In the data below, restate exactly the lines from the one with "of the dark" to the final line, both included, but not the pictures.

Record extracts.
+ + + + + + +
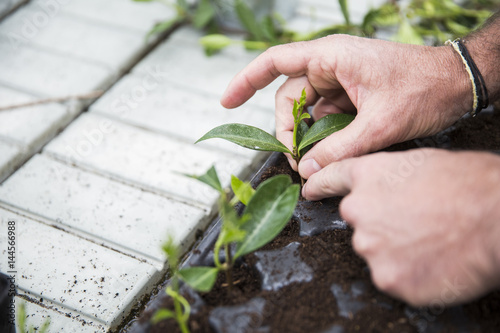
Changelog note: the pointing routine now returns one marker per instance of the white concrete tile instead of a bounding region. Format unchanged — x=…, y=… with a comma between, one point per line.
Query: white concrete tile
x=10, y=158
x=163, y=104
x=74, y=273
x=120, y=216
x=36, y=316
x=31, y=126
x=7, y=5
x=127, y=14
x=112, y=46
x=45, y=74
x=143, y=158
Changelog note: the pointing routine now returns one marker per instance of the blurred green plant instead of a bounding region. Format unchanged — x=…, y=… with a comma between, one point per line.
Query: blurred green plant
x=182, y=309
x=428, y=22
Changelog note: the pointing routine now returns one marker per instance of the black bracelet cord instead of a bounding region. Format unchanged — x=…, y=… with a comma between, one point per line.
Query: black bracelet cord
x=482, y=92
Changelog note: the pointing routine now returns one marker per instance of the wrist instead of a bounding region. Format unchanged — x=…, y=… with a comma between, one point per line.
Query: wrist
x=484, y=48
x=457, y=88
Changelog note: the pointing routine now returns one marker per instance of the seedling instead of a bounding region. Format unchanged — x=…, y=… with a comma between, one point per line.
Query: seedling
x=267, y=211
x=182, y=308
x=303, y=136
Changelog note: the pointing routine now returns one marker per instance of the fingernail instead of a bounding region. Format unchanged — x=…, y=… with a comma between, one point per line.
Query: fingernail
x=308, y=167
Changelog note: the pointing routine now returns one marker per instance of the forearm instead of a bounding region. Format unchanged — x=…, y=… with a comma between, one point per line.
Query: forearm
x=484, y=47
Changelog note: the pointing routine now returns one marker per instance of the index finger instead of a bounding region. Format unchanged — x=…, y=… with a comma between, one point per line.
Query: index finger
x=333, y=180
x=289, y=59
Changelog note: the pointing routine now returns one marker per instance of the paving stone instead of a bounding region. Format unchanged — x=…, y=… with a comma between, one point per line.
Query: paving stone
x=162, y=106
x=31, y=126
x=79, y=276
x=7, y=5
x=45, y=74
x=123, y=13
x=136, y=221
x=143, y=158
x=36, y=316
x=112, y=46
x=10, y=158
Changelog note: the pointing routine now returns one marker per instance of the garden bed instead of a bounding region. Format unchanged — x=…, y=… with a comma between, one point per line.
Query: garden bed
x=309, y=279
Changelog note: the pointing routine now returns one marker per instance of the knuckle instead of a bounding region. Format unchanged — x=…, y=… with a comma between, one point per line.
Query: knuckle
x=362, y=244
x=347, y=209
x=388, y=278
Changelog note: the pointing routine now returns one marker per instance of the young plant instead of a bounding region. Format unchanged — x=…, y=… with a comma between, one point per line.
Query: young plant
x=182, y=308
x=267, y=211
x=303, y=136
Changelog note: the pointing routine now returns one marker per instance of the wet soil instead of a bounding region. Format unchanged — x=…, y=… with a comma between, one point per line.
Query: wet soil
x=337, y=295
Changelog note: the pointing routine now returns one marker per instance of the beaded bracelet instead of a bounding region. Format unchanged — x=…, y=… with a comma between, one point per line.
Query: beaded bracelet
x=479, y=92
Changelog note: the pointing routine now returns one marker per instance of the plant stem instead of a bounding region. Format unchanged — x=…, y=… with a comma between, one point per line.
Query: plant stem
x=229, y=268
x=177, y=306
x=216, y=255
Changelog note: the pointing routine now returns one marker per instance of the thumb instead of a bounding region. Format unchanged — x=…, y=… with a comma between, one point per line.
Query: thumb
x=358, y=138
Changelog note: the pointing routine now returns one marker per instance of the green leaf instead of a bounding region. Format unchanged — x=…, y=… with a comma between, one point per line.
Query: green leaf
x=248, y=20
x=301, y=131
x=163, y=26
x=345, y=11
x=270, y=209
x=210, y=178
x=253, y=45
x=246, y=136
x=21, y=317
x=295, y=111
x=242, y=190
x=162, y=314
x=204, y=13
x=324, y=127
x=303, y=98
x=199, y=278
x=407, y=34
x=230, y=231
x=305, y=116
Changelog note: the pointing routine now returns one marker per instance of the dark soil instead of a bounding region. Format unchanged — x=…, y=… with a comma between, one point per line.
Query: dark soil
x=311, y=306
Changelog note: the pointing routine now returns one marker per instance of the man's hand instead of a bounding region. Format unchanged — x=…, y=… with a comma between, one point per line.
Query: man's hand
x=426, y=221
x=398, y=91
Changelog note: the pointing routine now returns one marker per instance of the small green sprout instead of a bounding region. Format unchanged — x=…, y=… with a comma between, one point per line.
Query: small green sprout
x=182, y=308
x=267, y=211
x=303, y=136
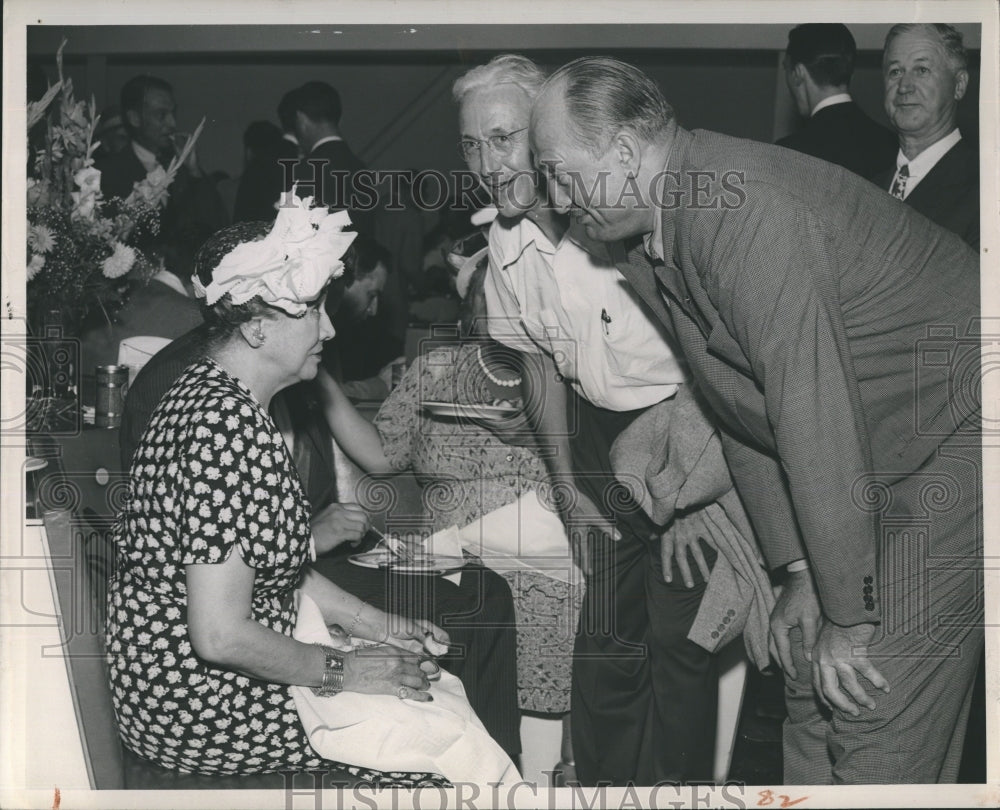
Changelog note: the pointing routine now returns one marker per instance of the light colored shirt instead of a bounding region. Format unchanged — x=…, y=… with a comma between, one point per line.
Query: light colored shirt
+ + + + + + +
Output of the task.
Changelog note: the pointing routine now returns one marker per instance of the dark soil instead of a bounding region. Format unchanged — x=…, y=… with a comma between, one point per line.
Query: dark soil
x=311, y=306
Changelog note: the pointing routine now returns one marker per instance of the man's hand instead of a bounding region. Format unchanged — x=…, y=… with a comma between, one point per line.
Query: man's hand
x=426, y=221
x=398, y=91
Changelog note: the pointing routine now returns one marker per instance of the small green sprout instead of a bounding region. Format unchanged — x=…, y=… with a comma between, one point per line.
Query: small green sprout
x=182, y=308
x=267, y=211
x=303, y=136
Changelog note: the pointing routine now returns one marker per instance of the light colored shirt instead of a bounding region. Format unchanged — x=…, y=… with a comma between, one point per line.
Query: light colored shirt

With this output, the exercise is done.